=== Your task ===
Can you output the records below exactly as they are written?

....

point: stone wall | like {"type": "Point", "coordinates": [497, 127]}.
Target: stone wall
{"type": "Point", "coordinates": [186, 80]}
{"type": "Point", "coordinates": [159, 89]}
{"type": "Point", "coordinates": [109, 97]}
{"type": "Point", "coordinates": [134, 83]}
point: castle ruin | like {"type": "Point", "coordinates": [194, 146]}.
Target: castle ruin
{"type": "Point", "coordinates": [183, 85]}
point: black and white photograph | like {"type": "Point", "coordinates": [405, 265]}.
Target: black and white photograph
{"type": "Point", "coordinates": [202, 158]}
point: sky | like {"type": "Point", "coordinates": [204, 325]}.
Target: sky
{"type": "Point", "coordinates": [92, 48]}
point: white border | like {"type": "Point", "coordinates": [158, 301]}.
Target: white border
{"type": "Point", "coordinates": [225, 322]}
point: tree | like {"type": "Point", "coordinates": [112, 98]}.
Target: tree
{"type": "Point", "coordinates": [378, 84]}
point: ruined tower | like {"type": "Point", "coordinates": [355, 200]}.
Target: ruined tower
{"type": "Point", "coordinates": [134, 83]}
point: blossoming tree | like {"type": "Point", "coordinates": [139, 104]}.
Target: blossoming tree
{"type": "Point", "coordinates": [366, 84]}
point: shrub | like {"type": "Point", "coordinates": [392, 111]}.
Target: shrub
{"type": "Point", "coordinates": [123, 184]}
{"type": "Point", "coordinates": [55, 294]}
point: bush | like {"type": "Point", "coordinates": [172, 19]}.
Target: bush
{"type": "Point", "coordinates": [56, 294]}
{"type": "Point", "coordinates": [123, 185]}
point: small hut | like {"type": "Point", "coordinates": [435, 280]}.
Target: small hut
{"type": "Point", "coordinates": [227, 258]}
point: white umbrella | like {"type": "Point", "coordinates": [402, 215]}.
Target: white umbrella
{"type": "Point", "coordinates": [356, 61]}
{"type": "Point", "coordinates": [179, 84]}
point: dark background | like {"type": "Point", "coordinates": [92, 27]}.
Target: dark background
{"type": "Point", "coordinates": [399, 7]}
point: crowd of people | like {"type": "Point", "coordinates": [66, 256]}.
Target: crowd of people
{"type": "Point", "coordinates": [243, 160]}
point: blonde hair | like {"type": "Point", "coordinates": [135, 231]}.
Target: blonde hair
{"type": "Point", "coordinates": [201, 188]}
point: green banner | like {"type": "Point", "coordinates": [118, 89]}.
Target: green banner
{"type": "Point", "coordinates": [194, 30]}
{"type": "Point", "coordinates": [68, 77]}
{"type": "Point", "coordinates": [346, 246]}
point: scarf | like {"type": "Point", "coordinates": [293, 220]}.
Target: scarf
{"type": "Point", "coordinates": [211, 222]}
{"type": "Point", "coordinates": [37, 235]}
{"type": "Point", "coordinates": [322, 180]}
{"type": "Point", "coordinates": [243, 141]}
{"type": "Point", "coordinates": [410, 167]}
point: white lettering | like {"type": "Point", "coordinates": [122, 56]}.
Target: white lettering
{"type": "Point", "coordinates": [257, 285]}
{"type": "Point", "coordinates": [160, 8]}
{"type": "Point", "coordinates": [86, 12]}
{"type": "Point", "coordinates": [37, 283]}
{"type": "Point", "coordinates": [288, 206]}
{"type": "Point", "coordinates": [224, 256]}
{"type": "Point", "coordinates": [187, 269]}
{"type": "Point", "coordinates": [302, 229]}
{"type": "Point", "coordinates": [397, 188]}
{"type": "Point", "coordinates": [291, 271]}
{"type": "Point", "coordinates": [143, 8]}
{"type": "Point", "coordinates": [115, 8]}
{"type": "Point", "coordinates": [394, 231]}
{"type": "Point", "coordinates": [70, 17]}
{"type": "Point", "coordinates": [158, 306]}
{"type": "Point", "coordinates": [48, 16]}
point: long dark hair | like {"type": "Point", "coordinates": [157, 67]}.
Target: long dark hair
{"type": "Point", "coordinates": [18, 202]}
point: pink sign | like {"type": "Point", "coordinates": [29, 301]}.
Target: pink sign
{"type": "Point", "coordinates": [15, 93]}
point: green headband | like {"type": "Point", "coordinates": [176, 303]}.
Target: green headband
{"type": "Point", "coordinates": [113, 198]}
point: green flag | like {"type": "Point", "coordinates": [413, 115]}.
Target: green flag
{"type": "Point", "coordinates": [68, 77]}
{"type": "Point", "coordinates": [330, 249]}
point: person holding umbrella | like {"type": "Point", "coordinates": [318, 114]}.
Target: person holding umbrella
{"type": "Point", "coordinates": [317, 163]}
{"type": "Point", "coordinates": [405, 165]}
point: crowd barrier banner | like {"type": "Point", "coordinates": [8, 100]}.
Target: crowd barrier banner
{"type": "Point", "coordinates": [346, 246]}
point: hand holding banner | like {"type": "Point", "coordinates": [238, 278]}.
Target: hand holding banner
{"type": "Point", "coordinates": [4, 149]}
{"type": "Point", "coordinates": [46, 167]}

....

=== Output below ===
point: stone wall | like {"type": "Point", "coordinates": [497, 127]}.
Target: stone wall
{"type": "Point", "coordinates": [186, 80]}
{"type": "Point", "coordinates": [159, 89]}
{"type": "Point", "coordinates": [109, 97]}
{"type": "Point", "coordinates": [134, 83]}
point: castle ruin | like {"type": "Point", "coordinates": [194, 146]}.
Target: castle ruin
{"type": "Point", "coordinates": [183, 85]}
point: black and white photograph | like {"type": "Point", "coordinates": [405, 265]}.
Target: black and white photograph
{"type": "Point", "coordinates": [202, 158]}
point: sky | like {"type": "Point", "coordinates": [204, 325]}.
Target: sky
{"type": "Point", "coordinates": [92, 48]}
point: white border | like {"type": "Point", "coordinates": [158, 301]}.
Target: white border
{"type": "Point", "coordinates": [225, 322]}
point: tree | like {"type": "Point", "coordinates": [112, 98]}.
Target: tree
{"type": "Point", "coordinates": [378, 84]}
point: ruined tower | like {"type": "Point", "coordinates": [355, 200]}.
Target: ruined tower
{"type": "Point", "coordinates": [134, 83]}
point: blossoming tree | like {"type": "Point", "coordinates": [139, 104]}.
Target: blossoming tree
{"type": "Point", "coordinates": [366, 84]}
point: shrub | like {"type": "Point", "coordinates": [392, 111]}.
Target: shrub
{"type": "Point", "coordinates": [123, 184]}
{"type": "Point", "coordinates": [55, 294]}
point: bush | like {"type": "Point", "coordinates": [172, 19]}.
Target: bush
{"type": "Point", "coordinates": [56, 294]}
{"type": "Point", "coordinates": [123, 185]}
point: small hut | like {"type": "Point", "coordinates": [435, 280]}.
Target: small hut
{"type": "Point", "coordinates": [227, 258]}
point: white umbrella | like {"type": "Point", "coordinates": [402, 215]}.
Target: white umbrella
{"type": "Point", "coordinates": [356, 61]}
{"type": "Point", "coordinates": [179, 84]}
point: dark background | like {"type": "Point", "coordinates": [92, 27]}.
Target: dark background
{"type": "Point", "coordinates": [399, 7]}
point: crowd of people | like {"type": "Point", "coordinates": [66, 256]}.
Target: crowd of people
{"type": "Point", "coordinates": [243, 160]}
point: blonde hair | like {"type": "Point", "coordinates": [135, 231]}.
Target: blonde hair
{"type": "Point", "coordinates": [201, 188]}
point: green banner | like {"type": "Point", "coordinates": [118, 89]}.
Target: green banner
{"type": "Point", "coordinates": [194, 30]}
{"type": "Point", "coordinates": [68, 77]}
{"type": "Point", "coordinates": [346, 246]}
point: scarf | like {"type": "Point", "coordinates": [293, 220]}.
Target: scarf
{"type": "Point", "coordinates": [211, 222]}
{"type": "Point", "coordinates": [37, 235]}
{"type": "Point", "coordinates": [322, 180]}
{"type": "Point", "coordinates": [243, 141]}
{"type": "Point", "coordinates": [410, 167]}
point: white lettering | like {"type": "Point", "coordinates": [122, 56]}.
Target: white lettering
{"type": "Point", "coordinates": [257, 285]}
{"type": "Point", "coordinates": [160, 8]}
{"type": "Point", "coordinates": [86, 12]}
{"type": "Point", "coordinates": [37, 283]}
{"type": "Point", "coordinates": [288, 206]}
{"type": "Point", "coordinates": [224, 256]}
{"type": "Point", "coordinates": [187, 269]}
{"type": "Point", "coordinates": [302, 229]}
{"type": "Point", "coordinates": [397, 188]}
{"type": "Point", "coordinates": [291, 271]}
{"type": "Point", "coordinates": [143, 8]}
{"type": "Point", "coordinates": [115, 8]}
{"type": "Point", "coordinates": [394, 231]}
{"type": "Point", "coordinates": [70, 17]}
{"type": "Point", "coordinates": [158, 306]}
{"type": "Point", "coordinates": [48, 16]}
point: long dark hair | like {"type": "Point", "coordinates": [157, 67]}.
Target: long dark hair
{"type": "Point", "coordinates": [18, 202]}
point: pink sign | like {"type": "Point", "coordinates": [29, 301]}.
Target: pink sign
{"type": "Point", "coordinates": [15, 93]}
point: green headband | like {"type": "Point", "coordinates": [176, 303]}.
Target: green headband
{"type": "Point", "coordinates": [113, 198]}
point: green flag | like {"type": "Point", "coordinates": [413, 115]}.
Target: green flag
{"type": "Point", "coordinates": [68, 77]}
{"type": "Point", "coordinates": [330, 249]}
point: person holding umbrella | like {"type": "Point", "coordinates": [318, 114]}.
Target: person holding umbrella
{"type": "Point", "coordinates": [317, 163]}
{"type": "Point", "coordinates": [405, 165]}
point: crowd barrier banner | like {"type": "Point", "coordinates": [8, 100]}.
Target: crowd barrier banner
{"type": "Point", "coordinates": [346, 246]}
point: hand holding banner | like {"type": "Point", "coordinates": [238, 278]}.
Target: hand holding banner
{"type": "Point", "coordinates": [4, 149]}
{"type": "Point", "coordinates": [46, 167]}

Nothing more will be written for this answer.